Objective: Rewrite every line of the data below as a JSON list of strings, one string per line, skipping blank lines and leaving out the pictures.

====

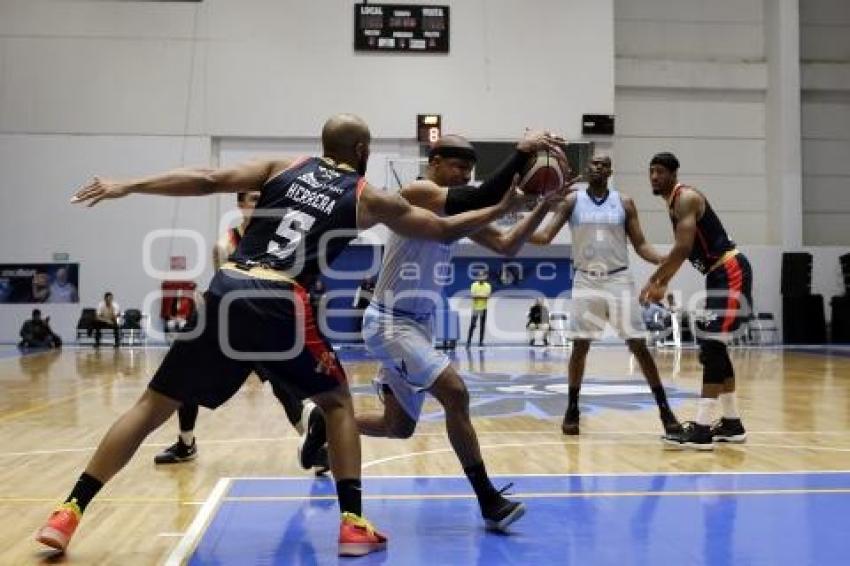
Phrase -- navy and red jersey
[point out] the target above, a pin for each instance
(711, 240)
(306, 212)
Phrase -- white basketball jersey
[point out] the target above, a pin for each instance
(413, 275)
(599, 233)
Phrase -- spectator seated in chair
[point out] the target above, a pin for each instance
(36, 333)
(107, 319)
(183, 312)
(538, 319)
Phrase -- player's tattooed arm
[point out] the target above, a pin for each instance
(560, 217)
(643, 248)
(378, 207)
(249, 176)
(686, 210)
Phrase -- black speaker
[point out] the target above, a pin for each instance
(796, 274)
(803, 320)
(597, 124)
(840, 320)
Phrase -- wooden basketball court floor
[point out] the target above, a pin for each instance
(610, 496)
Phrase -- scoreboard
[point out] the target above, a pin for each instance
(401, 28)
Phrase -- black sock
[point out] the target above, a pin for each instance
(84, 490)
(573, 396)
(661, 398)
(187, 414)
(481, 484)
(349, 493)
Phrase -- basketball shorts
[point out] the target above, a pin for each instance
(611, 299)
(409, 362)
(249, 324)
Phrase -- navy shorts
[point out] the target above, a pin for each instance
(249, 324)
(730, 296)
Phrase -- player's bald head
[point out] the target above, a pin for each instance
(342, 132)
(452, 145)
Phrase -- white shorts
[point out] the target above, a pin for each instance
(409, 362)
(611, 299)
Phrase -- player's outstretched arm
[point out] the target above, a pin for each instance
(509, 242)
(250, 176)
(377, 207)
(643, 248)
(562, 214)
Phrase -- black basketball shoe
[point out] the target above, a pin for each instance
(670, 422)
(729, 430)
(501, 512)
(693, 436)
(570, 424)
(315, 436)
(177, 453)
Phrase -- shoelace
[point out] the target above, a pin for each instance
(71, 506)
(358, 521)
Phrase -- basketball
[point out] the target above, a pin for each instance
(542, 174)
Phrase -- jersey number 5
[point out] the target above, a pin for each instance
(289, 233)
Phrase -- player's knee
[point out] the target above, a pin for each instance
(581, 347)
(716, 365)
(330, 401)
(451, 392)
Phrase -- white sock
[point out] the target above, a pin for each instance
(729, 406)
(706, 407)
(305, 414)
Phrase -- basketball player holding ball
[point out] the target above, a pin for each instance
(603, 290)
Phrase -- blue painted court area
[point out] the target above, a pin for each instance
(694, 519)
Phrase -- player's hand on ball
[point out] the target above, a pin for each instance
(99, 189)
(513, 198)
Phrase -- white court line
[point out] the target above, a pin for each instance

====

Correct response:
[
  "Phrase -- navy and red jersey",
  "[point out] the target above, a pin for each instance",
  "(711, 240)",
  "(306, 212)",
  "Phrase -- white basketball jersey",
  "[point out] the target above, a pin for each instance",
  "(413, 275)",
  "(599, 233)",
  "Phrase -- spectator seated in chair",
  "[point out] the target above, a pin for each instance",
  "(36, 333)",
  "(107, 319)",
  "(183, 312)",
  "(538, 319)",
  "Phrase -- player's tattooed arm",
  "[point out] the target above, a pin for each instance",
  "(560, 217)",
  "(643, 248)",
  "(378, 207)",
  "(249, 176)",
  "(686, 210)",
  "Phrase -- black speaker",
  "[point out] the target above, a pin for each instance",
  "(796, 274)",
  "(803, 320)",
  "(597, 124)",
  "(840, 320)",
  "Phrase -- wooden basketball court floor",
  "[point out] the target above, a pin for each instance",
  "(610, 496)",
  "Phrase -- scoreboard",
  "[point out] the target above, a pin for each instance",
  "(401, 28)",
  "Phrase -- black sock",
  "[point out] the target above, a pin for each instance",
  "(84, 490)",
  "(573, 396)",
  "(661, 398)",
  "(187, 414)",
  "(481, 484)",
  "(349, 493)",
  "Phrase -- basketball shorts",
  "[point out] the target above, a pin for each instance",
  "(611, 299)",
  "(409, 362)",
  "(249, 324)",
  "Phrase -- navy shorts",
  "[point out] the target above, a pin for each instance",
  "(249, 324)",
  "(730, 296)",
  "Phrase -- player's bald head",
  "[point out] the target above, a pin for each instance",
  "(342, 132)",
  "(452, 145)",
  "Phrase -- white shorts",
  "[point out] the target above, a pin for each instance",
  "(409, 362)",
  "(611, 299)",
  "Phrase -- player's outstretched arm",
  "[point out] the target above, a pin for each instance",
  "(509, 242)",
  "(250, 176)",
  "(377, 207)",
  "(643, 248)",
  "(562, 214)",
  "Phrase -- black basketball shoe",
  "[point out] the target above, a pin for each instance",
  "(670, 422)",
  "(729, 430)",
  "(501, 512)",
  "(693, 436)",
  "(570, 424)",
  "(315, 436)",
  "(177, 453)",
  "Phrase -- shoelace",
  "[point out] the target above, a pin for each instance",
  "(71, 506)",
  "(358, 521)",
  "Phrase -- basketball",
  "[point out] the target above, a pin for each instance",
  "(542, 174)",
  "Phrase -- jersey number 5",
  "[point out] the target above, a pin for each instance",
  "(289, 233)",
  "Phrase -- player's knee",
  "[point out] the target above, a pin for each instance",
  "(581, 347)",
  "(716, 365)",
  "(330, 401)",
  "(451, 392)",
  "Phrase -- white sock",
  "[point out] the target above, a pin for each instance",
  "(729, 406)",
  "(706, 407)",
  "(305, 414)",
  "Phrase -- basketball player holding ball",
  "[point out] the target above, a pin for each instance",
  "(603, 290)",
  "Phrase -- blue painted court area",
  "[point out] the target above, a pin for each instance",
  "(694, 519)",
  "Phrase -- player's hand on ball",
  "[point out] the target above, a pin for each instance",
  "(99, 189)",
  "(513, 198)",
  "Phrase -- white court line",
  "[point out] the target above, a pin for each instance"
]